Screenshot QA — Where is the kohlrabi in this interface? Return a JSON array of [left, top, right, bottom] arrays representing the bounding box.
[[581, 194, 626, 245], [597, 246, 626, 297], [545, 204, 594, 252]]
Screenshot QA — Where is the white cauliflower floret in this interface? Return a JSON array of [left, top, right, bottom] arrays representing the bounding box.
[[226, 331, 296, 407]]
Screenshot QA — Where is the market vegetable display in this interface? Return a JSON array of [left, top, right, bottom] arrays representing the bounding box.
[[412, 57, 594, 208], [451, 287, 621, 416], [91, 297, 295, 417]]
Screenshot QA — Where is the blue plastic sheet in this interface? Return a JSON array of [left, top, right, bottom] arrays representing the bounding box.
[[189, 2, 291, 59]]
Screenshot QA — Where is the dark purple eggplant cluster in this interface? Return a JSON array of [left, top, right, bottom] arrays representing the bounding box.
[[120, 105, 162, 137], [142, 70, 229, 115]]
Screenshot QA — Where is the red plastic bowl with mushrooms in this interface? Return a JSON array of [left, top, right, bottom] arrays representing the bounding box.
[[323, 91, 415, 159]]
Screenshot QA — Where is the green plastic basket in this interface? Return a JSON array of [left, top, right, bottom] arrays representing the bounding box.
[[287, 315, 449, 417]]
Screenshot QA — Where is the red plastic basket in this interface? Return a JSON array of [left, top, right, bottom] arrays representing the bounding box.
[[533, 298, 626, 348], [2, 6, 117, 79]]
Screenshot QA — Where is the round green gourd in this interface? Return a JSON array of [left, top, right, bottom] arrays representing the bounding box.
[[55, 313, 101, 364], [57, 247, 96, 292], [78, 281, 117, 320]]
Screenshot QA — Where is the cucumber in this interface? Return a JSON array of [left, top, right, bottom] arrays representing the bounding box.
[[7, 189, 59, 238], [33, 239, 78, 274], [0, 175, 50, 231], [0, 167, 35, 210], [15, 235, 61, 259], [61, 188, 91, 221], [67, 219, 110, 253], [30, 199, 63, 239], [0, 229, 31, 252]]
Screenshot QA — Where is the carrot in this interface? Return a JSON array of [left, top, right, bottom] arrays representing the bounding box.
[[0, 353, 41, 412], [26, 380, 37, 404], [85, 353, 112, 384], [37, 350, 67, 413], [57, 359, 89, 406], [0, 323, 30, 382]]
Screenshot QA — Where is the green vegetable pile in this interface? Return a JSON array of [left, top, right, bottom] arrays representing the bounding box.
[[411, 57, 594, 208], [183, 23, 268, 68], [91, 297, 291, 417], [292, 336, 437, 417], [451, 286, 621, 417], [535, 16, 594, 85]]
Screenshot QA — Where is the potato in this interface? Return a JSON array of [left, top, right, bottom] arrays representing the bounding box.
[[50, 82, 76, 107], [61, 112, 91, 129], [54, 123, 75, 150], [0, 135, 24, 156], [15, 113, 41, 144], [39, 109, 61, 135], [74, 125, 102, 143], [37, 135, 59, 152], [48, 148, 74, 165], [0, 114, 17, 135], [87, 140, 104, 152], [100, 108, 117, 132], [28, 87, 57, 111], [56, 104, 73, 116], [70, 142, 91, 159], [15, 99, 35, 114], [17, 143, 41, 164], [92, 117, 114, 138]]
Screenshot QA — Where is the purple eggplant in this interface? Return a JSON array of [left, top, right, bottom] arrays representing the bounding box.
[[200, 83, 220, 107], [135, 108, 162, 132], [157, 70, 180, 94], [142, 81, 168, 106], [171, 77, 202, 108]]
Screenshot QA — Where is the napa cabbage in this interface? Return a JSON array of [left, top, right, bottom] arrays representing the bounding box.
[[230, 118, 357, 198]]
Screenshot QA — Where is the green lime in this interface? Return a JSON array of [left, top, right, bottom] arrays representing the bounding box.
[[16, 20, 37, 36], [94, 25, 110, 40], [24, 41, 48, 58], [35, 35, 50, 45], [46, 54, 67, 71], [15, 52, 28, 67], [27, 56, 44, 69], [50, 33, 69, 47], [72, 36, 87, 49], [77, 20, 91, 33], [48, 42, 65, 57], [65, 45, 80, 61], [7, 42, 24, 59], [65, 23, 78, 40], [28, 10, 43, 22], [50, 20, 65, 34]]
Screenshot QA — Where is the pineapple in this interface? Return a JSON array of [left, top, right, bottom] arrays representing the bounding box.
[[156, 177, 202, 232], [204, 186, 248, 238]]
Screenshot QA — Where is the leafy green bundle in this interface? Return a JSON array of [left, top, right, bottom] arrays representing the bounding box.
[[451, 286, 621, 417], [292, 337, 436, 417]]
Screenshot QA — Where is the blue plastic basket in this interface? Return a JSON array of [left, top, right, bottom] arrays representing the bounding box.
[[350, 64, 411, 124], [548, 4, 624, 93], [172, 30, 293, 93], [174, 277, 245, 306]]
--
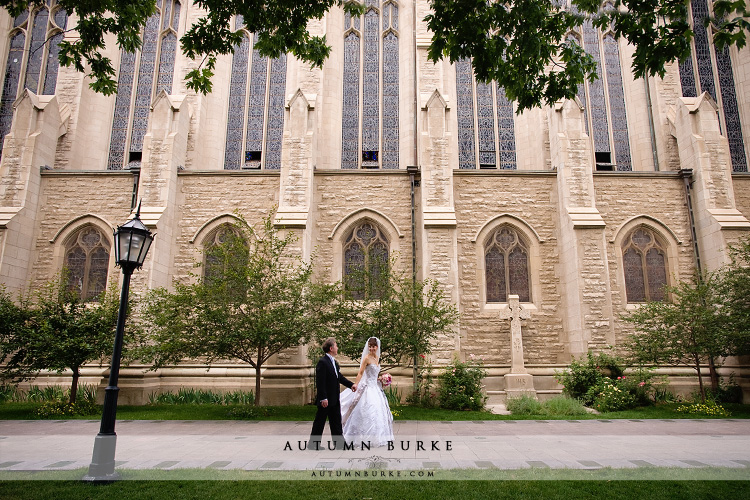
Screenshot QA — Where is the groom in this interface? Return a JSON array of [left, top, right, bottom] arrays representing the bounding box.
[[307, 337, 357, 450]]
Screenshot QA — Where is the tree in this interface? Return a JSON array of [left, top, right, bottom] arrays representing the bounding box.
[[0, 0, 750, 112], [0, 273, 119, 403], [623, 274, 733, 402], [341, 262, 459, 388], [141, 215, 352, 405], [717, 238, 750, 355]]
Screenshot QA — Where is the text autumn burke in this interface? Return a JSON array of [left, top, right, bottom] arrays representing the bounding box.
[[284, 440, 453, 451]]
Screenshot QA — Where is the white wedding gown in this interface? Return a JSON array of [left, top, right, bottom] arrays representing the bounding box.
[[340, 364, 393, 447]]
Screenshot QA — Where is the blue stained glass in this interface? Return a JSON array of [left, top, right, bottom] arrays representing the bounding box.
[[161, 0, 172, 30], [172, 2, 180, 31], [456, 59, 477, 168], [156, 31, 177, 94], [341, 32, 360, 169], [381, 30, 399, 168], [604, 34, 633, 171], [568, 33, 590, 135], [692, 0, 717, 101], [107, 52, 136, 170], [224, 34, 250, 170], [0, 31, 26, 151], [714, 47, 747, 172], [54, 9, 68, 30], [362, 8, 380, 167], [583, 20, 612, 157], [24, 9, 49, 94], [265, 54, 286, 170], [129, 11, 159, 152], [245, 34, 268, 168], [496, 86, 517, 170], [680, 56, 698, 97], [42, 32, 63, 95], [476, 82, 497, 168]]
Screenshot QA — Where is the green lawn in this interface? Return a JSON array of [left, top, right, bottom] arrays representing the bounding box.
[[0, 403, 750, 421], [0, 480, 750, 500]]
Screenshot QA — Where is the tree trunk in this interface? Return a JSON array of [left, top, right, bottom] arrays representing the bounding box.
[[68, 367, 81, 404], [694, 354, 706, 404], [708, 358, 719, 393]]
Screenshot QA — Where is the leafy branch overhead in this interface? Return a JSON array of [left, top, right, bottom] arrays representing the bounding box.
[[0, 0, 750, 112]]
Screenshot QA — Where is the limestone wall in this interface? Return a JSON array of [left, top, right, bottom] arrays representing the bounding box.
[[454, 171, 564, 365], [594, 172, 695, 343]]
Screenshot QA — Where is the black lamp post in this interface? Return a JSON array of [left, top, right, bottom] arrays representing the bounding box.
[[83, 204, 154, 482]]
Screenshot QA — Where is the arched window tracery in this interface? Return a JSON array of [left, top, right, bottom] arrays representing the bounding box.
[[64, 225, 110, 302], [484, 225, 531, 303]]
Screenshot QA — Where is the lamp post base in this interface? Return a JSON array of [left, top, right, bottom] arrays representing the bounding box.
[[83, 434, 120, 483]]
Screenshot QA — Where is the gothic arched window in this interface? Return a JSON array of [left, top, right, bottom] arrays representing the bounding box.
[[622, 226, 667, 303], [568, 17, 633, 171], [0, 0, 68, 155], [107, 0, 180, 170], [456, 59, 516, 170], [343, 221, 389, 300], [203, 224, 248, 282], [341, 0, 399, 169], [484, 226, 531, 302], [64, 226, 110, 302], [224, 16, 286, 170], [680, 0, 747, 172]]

WRITTEN TASK:
Reproduce the rows from the line with "Screenshot QA — Where is the carrot" up to and including the line with "16, 594, 85]]", requests included. Scale every bounding-box coordinate in the answers by 1.3 and round each to a whole number, with halves rounded up.

WORKED ANSWER:
Screenshot QA — Where is the carrot in this interface? Return a JSON array of [left, top, right, bottom] arrays representing the bounding box.
[[0, 459, 53, 536], [34, 494, 48, 525], [111, 459, 146, 499], [48, 455, 87, 537], [74, 467, 116, 528], [0, 420, 39, 497]]
Screenshot QA — Where is the green vegetable pile in this interface? Return a JSON array of [left, top, right, bottom] arrays representing the bounding box.
[[534, 74, 772, 270], [238, 30, 348, 88], [118, 386, 378, 542], [380, 437, 568, 542], [586, 372, 807, 542], [696, 21, 772, 111]]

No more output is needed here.